Work item:
Please copy each line below that contains the string "left".

Records from a data collection
+===+

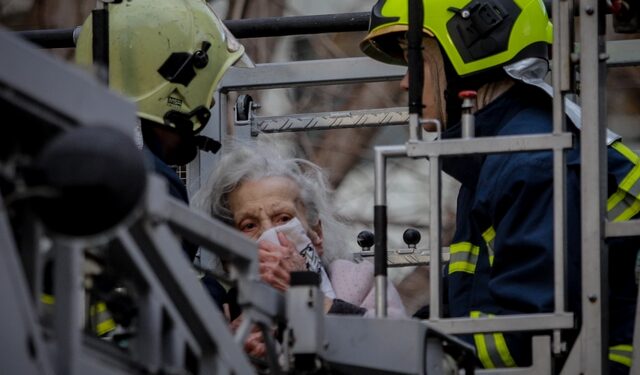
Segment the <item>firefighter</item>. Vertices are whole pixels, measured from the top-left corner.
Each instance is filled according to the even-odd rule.
[[[187,190],[169,166],[191,162],[199,149],[219,144],[199,135],[210,118],[213,94],[232,65],[250,64],[244,47],[203,0],[127,0],[108,5],[109,87],[137,105],[150,169],[188,204]],[[76,62],[94,70],[92,17],[84,22]],[[193,260],[197,247],[184,242]],[[203,280],[219,306],[225,291]]]
[[[408,2],[379,0],[362,51],[407,65]],[[445,124],[442,138],[461,137],[463,90],[477,91],[477,137],[550,133],[552,100],[543,89],[552,25],[541,0],[423,0],[423,117]],[[524,82],[524,78],[527,78]],[[532,77],[534,79],[532,79]],[[405,76],[401,85],[408,87]],[[546,87],[548,88],[548,86]],[[577,108],[577,107],[576,107]],[[577,134],[579,112],[568,113]],[[575,137],[576,140],[579,137]],[[613,138],[607,147],[611,221],[638,217],[638,156]],[[579,317],[580,144],[566,152],[568,306]],[[553,154],[551,151],[467,155],[443,160],[461,182],[446,281],[450,317],[552,312]],[[609,368],[629,371],[638,284],[638,239],[609,241]],[[577,330],[564,332],[569,343]],[[531,334],[463,337],[485,368],[527,366]],[[559,364],[560,365],[560,364]]]
[[[131,0],[112,3],[108,11],[109,87],[136,103],[145,151],[170,181],[171,193],[187,201],[168,165],[185,165],[199,148],[215,143],[199,133],[209,121],[220,79],[246,60],[244,47],[203,0]],[[76,62],[90,69],[92,38],[89,17]]]

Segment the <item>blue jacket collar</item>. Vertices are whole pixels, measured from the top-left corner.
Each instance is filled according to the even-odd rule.
[[[498,135],[509,120],[523,108],[532,105],[532,103],[546,103],[546,100],[540,100],[544,99],[540,98],[541,94],[544,93],[535,87],[516,83],[505,93],[475,113],[475,136],[492,137]],[[442,133],[442,139],[460,138],[462,135],[461,129],[460,122],[447,127]],[[486,155],[483,154],[443,158],[442,170],[463,185],[472,187],[478,181],[485,157]]]

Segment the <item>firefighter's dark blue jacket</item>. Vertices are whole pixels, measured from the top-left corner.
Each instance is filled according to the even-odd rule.
[[[180,180],[180,177],[178,177],[176,172],[162,161],[162,159],[156,156],[151,149],[145,147],[144,153],[147,158],[148,168],[167,180],[169,185],[169,194],[188,205],[189,196],[187,195],[187,188],[184,186],[184,183]],[[182,250],[191,262],[196,256],[198,247],[183,240]],[[216,305],[222,309],[223,303],[227,301],[227,292],[224,287],[215,278],[208,274],[203,276],[202,284],[216,302]]]
[[[551,99],[516,84],[476,113],[476,136],[550,133]],[[580,144],[566,152],[568,306],[580,316]],[[444,138],[455,137],[459,124]],[[609,220],[638,216],[640,162],[615,142],[608,152]],[[445,272],[452,317],[552,312],[553,155],[551,151],[465,156],[443,160],[462,183],[456,232]],[[613,373],[629,370],[637,296],[640,239],[609,242],[610,343]],[[578,323],[579,324],[579,323]],[[571,333],[566,335],[572,340]],[[491,333],[464,337],[487,368],[528,365],[531,334]]]

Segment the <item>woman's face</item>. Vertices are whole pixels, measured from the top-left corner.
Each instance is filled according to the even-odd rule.
[[[264,231],[293,218],[298,218],[307,232],[310,231],[300,188],[286,177],[243,182],[229,194],[229,208],[233,212],[234,226],[254,240]],[[316,234],[314,231],[310,237]]]

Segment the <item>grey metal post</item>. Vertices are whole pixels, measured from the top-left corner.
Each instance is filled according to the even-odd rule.
[[[293,285],[286,292],[288,328],[293,330],[292,354],[314,354],[323,344],[323,298],[317,285]]]
[[[429,157],[429,243],[431,262],[429,266],[429,319],[437,320],[440,318],[440,306],[442,297],[440,295],[440,273],[441,273],[441,254],[440,254],[440,227],[441,227],[441,194],[442,179],[440,176],[440,158],[438,156]]]
[[[49,375],[52,361],[38,326],[38,316],[20,264],[7,207],[0,195],[0,373]],[[26,345],[25,345],[26,344]]]
[[[44,259],[40,253],[40,238],[42,238],[42,226],[38,223],[32,212],[25,213],[20,222],[22,236],[20,238],[20,255],[24,268],[31,297],[34,306],[40,305],[40,293],[43,279]]]
[[[462,138],[470,139],[476,134],[476,118],[473,115],[473,107],[476,102],[475,91],[463,91],[458,96],[462,99],[462,118],[460,123],[462,124]]]
[[[54,244],[54,332],[56,337],[56,373],[78,375],[81,345],[82,311],[81,267],[83,253],[77,242]]]
[[[638,290],[638,299],[636,300],[636,320],[633,328],[633,346],[636,348],[633,351],[633,357],[631,358],[631,371],[630,374],[640,373],[640,289]]]
[[[582,210],[582,331],[584,374],[606,374],[607,269],[604,243],[604,202],[607,186],[605,149],[606,75],[604,25],[597,0],[580,1],[580,77],[582,82],[581,210]],[[604,16],[604,15],[603,15]],[[603,18],[603,17],[602,17]]]
[[[387,316],[387,160],[382,147],[375,152],[375,279],[376,279],[376,316]]]
[[[420,115],[417,113],[409,114],[409,140],[422,141],[422,125]]]
[[[97,77],[109,86],[109,7],[106,1],[98,0],[96,9],[91,11],[93,65]]]
[[[553,134],[565,131],[564,95],[570,89],[570,18],[573,17],[570,2],[560,0],[552,4],[553,22]],[[555,312],[566,310],[566,218],[565,218],[565,152],[553,150],[553,254],[554,254],[554,302]],[[553,331],[553,352],[562,351],[560,331]]]
[[[444,374],[444,351],[442,350],[442,340],[437,337],[427,338],[427,355],[425,356],[426,373],[429,375]]]
[[[376,316],[387,316],[387,157],[407,156],[406,146],[376,146],[374,226]]]
[[[150,291],[139,298],[138,333],[133,345],[141,361],[150,372],[157,372],[163,365],[162,305]]]

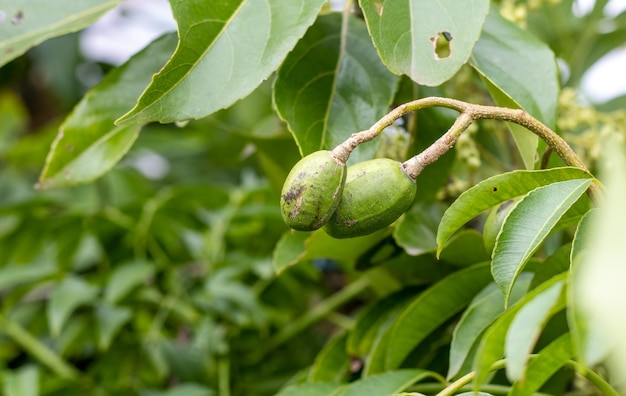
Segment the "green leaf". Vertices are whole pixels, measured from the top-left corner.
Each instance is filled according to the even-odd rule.
[[[134,261],[120,264],[104,289],[104,301],[115,304],[122,300],[134,288],[146,282],[154,275],[155,266],[149,261]]]
[[[594,232],[593,221],[597,220],[598,210],[593,209],[580,220],[574,234],[568,260],[572,274],[572,287],[568,289],[567,321],[571,329],[576,356],[587,367],[601,363],[611,350],[610,342],[607,342],[598,326],[585,318],[581,312],[581,306],[584,305],[584,302],[580,300],[582,298],[580,293],[577,293],[578,287],[582,283],[580,265],[585,260],[590,259],[590,243]]]
[[[387,67],[431,86],[467,62],[489,12],[487,0],[362,0],[360,5]]]
[[[389,343],[382,351],[385,367],[399,367],[426,336],[460,312],[490,281],[489,266],[483,263],[457,271],[421,293],[387,330]]]
[[[461,194],[443,215],[437,230],[437,254],[463,224],[485,210],[550,183],[591,178],[582,169],[563,167],[538,171],[512,171],[490,177]]]
[[[476,372],[474,379],[474,389],[480,386],[489,376],[491,365],[504,356],[504,343],[507,331],[513,319],[528,302],[540,297],[544,293],[554,293],[554,290],[561,291],[564,286],[567,274],[559,274],[549,281],[541,284],[536,289],[529,291],[518,302],[511,305],[483,335],[476,354],[474,355],[473,371]]]
[[[0,67],[44,41],[95,22],[120,0],[8,0],[0,23]],[[6,18],[6,19],[5,19]]]
[[[524,296],[532,279],[530,274],[520,274],[511,302],[514,303]],[[474,297],[471,304],[463,312],[452,333],[450,343],[450,364],[448,379],[453,378],[470,356],[471,349],[479,337],[493,321],[504,312],[504,297],[495,283],[490,283]]]
[[[580,263],[574,257],[572,264],[580,268],[574,271],[573,287],[576,287],[577,306],[590,332],[600,335],[603,343],[611,348],[611,358],[606,361],[609,375],[616,385],[626,389],[626,377],[623,376],[626,372],[626,340],[623,337],[625,325],[622,314],[623,302],[626,301],[623,282],[626,279],[626,144],[620,132],[607,134],[603,143],[600,175],[606,189],[585,241],[589,251],[583,254]],[[587,348],[580,352],[587,353],[591,349]]]
[[[392,395],[433,374],[426,370],[404,369],[387,371],[355,381],[336,396]]]
[[[491,264],[505,306],[517,275],[591,181],[574,179],[538,187],[511,209],[498,234]]]
[[[393,237],[408,254],[417,256],[437,249],[435,236],[445,206],[441,203],[413,205],[398,220]]]
[[[334,396],[343,387],[342,384],[325,382],[306,382],[291,385],[276,394],[276,396]]]
[[[310,232],[290,230],[283,234],[272,255],[274,271],[280,274],[285,269],[300,262],[306,250],[306,241],[311,237]]]
[[[111,169],[137,139],[141,125],[116,126],[176,45],[173,34],[156,40],[114,69],[74,107],[59,128],[39,178],[41,189],[86,183]]]
[[[292,265],[315,258],[352,264],[387,235],[389,230],[384,229],[358,238],[335,239],[321,229],[312,233],[288,231],[274,249],[274,269],[281,273]]]
[[[450,264],[468,266],[489,260],[483,237],[476,230],[465,229],[454,235],[441,251],[440,258]]]
[[[511,321],[504,340],[506,376],[513,382],[523,379],[528,358],[554,308],[563,304],[562,288],[551,288],[527,302]]]
[[[38,281],[57,272],[55,245],[48,245],[28,264],[10,264],[0,268],[0,290]]]
[[[171,0],[180,42],[118,123],[202,118],[250,94],[282,63],[325,0]]]
[[[356,357],[366,356],[381,329],[384,329],[404,310],[410,297],[409,293],[398,292],[365,307],[359,313],[356,324],[348,336],[348,353]]]
[[[38,396],[39,368],[24,366],[18,370],[3,373],[2,394],[4,396]]]
[[[114,307],[108,304],[100,304],[96,307],[98,348],[101,351],[109,349],[113,337],[132,316],[132,311],[129,308]]]
[[[554,53],[527,30],[504,19],[495,5],[470,64],[509,100],[555,127],[559,80]]]
[[[48,326],[53,337],[61,333],[61,328],[70,315],[81,305],[92,302],[98,288],[80,278],[69,277],[58,284],[50,294],[48,303]]]
[[[537,353],[526,367],[524,377],[513,384],[509,395],[533,395],[573,355],[570,333],[565,333]]]
[[[309,382],[340,382],[348,373],[350,358],[346,353],[348,333],[333,337],[315,357],[309,371]]]
[[[562,272],[569,271],[571,250],[572,244],[566,243],[555,250],[541,265],[537,266],[530,289],[534,289]]]
[[[302,155],[368,129],[396,91],[398,78],[381,63],[363,21],[343,23],[337,13],[319,17],[278,70],[274,102]],[[375,150],[359,146],[351,158],[371,159]]]

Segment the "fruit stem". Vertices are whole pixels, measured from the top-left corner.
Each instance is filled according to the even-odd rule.
[[[435,141],[430,147],[426,148],[426,150],[404,163],[404,167],[411,177],[417,177],[425,166],[435,162],[450,150],[456,142],[456,139],[474,120],[482,119],[509,121],[519,124],[543,139],[548,147],[557,153],[567,165],[589,172],[587,166],[563,138],[522,109],[478,105],[437,96],[430,96],[401,104],[384,115],[369,129],[353,133],[345,142],[335,147],[332,151],[333,155],[336,158],[347,160],[356,146],[374,139],[383,129],[391,125],[398,118],[409,112],[430,107],[446,107],[456,110],[460,114],[452,127],[450,127],[441,138]],[[592,183],[589,186],[589,194],[592,198],[599,198],[601,195],[600,185],[598,183]]]
[[[428,146],[424,151],[409,159],[402,164],[405,172],[413,180],[417,178],[426,166],[437,161],[450,150],[459,136],[470,126],[474,119],[467,113],[459,114],[454,124],[433,144]]]

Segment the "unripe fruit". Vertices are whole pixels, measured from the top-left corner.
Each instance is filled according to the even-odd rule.
[[[352,165],[339,206],[324,230],[335,238],[371,234],[406,212],[416,192],[415,180],[398,161],[377,158]]]
[[[320,228],[335,211],[346,182],[346,164],[316,151],[294,165],[280,196],[283,220],[294,230]]]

+===+

Exercise answer:
Segment the <item>firefighter</item>. Vertices are whole pixels, measured from the top-left corner.
Segment the <item>blue jacket collar</item>. Vertices are whole pixels, measured from the top-left corner.
Segment the <item>firefighter's dark blue jacket</item>. Vertices are whole pixels, measured from the top-left corner.
Segment the <item>woman's face</item>. Vertices are whole pixels, measured from the top-left corner.
Segment the <item>grey metal post</item>. Vertices are whole pixels, measured from the top-left corner.
Segment the "green leaf". Vertices are whole pixels, measured from the top-left corner.
Segment the "fruit stem". Vertices are whole pixels, measured from the top-left corner.
Segment the "unripe fruit". Vertices are whole pixels, measured from the top-left corner.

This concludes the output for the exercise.